## START Input rows

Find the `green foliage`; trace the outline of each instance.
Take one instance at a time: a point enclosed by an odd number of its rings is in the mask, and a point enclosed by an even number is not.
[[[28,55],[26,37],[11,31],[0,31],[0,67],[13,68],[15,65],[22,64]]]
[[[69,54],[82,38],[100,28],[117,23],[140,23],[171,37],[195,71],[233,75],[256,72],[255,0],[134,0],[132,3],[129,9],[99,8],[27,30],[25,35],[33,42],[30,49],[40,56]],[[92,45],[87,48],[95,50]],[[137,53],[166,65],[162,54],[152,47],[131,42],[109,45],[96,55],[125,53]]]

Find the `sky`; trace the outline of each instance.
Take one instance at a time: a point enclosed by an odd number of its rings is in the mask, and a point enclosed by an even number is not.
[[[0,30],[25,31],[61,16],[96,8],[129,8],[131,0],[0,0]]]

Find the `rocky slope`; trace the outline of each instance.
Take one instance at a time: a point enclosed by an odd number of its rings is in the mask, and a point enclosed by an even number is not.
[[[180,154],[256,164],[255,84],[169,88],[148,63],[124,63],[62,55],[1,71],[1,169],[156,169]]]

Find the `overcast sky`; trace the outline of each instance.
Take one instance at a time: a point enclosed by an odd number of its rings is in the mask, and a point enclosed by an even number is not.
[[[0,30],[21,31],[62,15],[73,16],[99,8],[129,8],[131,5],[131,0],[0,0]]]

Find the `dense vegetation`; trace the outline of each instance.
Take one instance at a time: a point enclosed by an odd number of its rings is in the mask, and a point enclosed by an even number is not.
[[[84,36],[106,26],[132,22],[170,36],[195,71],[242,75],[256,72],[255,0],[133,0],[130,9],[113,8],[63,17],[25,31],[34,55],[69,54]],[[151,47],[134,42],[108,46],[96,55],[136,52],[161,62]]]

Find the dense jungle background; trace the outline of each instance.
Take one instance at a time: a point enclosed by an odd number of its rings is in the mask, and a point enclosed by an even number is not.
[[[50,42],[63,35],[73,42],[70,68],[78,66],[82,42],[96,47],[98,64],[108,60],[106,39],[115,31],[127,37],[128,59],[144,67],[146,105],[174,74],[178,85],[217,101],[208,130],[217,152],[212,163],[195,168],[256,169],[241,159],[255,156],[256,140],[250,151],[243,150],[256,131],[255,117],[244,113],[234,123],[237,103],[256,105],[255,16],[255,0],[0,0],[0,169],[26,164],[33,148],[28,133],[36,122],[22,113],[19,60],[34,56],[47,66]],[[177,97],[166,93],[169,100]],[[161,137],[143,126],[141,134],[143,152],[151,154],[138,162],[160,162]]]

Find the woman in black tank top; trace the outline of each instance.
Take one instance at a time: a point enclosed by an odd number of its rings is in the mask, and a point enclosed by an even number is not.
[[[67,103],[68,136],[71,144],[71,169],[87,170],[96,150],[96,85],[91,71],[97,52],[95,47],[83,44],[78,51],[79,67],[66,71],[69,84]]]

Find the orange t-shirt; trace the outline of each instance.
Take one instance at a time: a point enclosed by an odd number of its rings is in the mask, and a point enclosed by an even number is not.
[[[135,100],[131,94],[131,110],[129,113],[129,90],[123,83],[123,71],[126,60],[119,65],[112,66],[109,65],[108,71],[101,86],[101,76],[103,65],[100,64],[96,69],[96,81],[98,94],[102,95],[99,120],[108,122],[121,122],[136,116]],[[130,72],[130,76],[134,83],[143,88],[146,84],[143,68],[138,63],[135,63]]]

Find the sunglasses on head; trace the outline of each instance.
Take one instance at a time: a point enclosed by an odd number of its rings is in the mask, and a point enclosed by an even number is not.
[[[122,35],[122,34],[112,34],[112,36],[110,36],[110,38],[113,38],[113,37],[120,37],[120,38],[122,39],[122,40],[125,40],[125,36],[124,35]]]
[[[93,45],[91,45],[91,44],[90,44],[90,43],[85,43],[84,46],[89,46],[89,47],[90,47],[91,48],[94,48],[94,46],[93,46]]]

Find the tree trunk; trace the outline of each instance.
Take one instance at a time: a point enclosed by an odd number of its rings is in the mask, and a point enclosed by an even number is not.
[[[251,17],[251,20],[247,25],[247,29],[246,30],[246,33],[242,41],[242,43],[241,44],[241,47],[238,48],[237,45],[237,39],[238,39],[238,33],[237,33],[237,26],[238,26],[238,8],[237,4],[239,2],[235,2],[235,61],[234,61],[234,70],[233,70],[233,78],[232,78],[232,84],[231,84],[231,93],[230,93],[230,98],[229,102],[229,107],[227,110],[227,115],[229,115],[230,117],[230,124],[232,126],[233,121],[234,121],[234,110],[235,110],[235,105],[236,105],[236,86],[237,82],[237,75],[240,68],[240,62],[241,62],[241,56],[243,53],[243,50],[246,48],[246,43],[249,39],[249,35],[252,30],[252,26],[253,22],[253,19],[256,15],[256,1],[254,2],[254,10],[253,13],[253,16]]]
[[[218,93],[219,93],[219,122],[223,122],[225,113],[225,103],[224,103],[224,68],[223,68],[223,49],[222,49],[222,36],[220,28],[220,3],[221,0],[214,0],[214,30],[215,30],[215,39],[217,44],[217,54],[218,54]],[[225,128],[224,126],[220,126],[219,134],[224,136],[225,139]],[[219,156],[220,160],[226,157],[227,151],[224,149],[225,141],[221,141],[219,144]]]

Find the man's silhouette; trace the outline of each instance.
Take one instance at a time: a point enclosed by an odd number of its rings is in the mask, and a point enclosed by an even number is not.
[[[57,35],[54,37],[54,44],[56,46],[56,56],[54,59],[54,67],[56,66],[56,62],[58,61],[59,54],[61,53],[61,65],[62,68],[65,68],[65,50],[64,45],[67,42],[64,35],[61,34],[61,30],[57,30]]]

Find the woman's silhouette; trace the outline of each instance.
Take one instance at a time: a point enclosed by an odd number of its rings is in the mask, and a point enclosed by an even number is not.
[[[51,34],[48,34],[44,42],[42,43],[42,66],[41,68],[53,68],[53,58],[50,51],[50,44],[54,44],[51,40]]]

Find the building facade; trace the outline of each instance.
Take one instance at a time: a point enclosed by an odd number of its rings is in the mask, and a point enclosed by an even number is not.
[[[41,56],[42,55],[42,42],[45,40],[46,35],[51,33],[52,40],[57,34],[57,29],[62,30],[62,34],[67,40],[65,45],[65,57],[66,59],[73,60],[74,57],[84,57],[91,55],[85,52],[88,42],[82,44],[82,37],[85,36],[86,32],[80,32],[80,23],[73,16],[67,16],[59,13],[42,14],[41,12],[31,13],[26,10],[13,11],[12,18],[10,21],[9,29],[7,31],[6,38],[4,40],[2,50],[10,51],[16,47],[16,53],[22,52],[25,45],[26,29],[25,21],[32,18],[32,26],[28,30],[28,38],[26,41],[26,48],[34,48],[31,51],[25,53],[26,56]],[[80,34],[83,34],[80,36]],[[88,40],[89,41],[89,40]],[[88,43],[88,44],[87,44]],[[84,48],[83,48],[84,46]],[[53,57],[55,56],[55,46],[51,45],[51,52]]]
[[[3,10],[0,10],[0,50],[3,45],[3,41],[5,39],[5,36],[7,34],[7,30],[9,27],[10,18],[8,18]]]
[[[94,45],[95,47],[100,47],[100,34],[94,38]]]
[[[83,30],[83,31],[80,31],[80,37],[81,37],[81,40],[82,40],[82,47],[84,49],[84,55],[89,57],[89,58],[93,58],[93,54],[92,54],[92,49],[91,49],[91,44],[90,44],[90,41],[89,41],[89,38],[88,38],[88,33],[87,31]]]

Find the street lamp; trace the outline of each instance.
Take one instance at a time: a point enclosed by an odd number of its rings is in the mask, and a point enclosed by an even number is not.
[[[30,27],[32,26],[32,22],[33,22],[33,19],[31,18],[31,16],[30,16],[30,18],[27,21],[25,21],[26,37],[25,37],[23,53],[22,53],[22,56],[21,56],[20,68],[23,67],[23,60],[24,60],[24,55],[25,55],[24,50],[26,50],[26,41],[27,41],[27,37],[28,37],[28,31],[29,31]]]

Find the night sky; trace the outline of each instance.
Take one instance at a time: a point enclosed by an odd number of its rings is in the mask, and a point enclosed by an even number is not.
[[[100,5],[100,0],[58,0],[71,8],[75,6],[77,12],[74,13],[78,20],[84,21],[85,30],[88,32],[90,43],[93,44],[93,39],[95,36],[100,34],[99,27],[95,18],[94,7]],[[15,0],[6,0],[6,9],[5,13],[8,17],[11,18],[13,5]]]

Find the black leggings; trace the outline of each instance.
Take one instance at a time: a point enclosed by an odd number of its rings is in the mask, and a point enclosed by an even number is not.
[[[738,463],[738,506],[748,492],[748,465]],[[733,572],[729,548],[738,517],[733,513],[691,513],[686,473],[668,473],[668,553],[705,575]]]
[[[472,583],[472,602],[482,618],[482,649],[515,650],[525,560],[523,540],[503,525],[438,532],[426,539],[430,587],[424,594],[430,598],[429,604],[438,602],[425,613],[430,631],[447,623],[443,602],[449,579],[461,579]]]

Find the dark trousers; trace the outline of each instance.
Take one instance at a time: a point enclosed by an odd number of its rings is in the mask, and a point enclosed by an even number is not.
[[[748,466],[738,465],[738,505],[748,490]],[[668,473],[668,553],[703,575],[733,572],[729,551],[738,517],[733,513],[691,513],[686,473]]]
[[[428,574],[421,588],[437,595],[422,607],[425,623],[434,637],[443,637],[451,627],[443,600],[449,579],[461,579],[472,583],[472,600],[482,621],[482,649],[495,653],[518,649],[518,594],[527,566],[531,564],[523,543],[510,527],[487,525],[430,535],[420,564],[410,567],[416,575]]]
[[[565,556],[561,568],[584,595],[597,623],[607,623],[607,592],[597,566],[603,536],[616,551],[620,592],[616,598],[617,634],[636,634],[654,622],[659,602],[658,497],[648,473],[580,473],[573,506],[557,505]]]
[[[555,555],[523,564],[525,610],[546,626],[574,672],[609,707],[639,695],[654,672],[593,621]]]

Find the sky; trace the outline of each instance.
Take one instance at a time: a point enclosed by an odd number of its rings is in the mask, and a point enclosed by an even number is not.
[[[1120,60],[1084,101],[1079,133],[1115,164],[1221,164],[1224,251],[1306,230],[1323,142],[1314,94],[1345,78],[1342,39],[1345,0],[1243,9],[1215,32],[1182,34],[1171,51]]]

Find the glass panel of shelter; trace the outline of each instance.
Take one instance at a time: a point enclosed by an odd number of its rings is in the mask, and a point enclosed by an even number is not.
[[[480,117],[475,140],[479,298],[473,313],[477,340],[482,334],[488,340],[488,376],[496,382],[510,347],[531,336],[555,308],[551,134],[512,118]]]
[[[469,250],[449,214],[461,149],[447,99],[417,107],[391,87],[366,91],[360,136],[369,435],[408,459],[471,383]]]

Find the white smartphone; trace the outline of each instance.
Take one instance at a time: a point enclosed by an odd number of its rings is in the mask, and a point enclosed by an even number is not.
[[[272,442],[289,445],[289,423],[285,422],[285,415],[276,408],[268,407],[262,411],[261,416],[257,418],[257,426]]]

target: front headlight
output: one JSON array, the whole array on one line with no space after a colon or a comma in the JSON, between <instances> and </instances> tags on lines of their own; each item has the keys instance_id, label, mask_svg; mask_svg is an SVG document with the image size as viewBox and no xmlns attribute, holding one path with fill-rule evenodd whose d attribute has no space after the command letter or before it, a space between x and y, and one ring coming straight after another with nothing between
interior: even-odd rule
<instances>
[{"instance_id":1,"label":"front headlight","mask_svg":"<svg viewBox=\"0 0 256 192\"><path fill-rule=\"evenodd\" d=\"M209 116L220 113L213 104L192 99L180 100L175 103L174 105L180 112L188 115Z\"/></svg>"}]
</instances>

## END Input rows

Task description
Reproduce the listing above exactly from the line containing "Find the glass" through its last line, with both of those lines included.

Completed exercise
Find the glass panel of shelter; trace the outline of each instance.
Take one instance at a time: a point enclosed by an odd number of its rings is in the mask, and a point enclosed by an even number is not.
[[[480,117],[475,140],[479,298],[473,313],[477,340],[482,334],[488,340],[488,376],[496,382],[510,347],[531,336],[555,308],[551,134],[512,118]]]
[[[469,250],[449,214],[461,149],[447,99],[417,107],[391,87],[366,91],[360,136],[369,435],[408,459],[471,383]]]

Find the white smartphone; trace the outline of each instance.
Take one instance at a time: a point enclosed by an odd number of its rings is in the mask, and a point enclosed by an even number is not.
[[[272,442],[289,445],[289,423],[285,422],[285,415],[276,408],[268,407],[262,411],[261,416],[257,418],[257,426]]]

target: front headlight
output: one JSON array, the whole array on one line with no space after a colon or a comma in the JSON, between <instances> and </instances> tags on lines of their own; each item has the keys instance_id, label, mask_svg; mask_svg is an SVG document with the image size as viewBox and no xmlns attribute, holding one path with fill-rule evenodd whose d attribute has no space after the command letter or before it, a space between x and y, and one ring coming straight after another with nothing between
interior: even-odd rule
<instances>
[{"instance_id":1,"label":"front headlight","mask_svg":"<svg viewBox=\"0 0 256 192\"><path fill-rule=\"evenodd\" d=\"M209 116L220 113L213 104L192 99L180 100L175 103L174 105L180 112L188 115Z\"/></svg>"}]
</instances>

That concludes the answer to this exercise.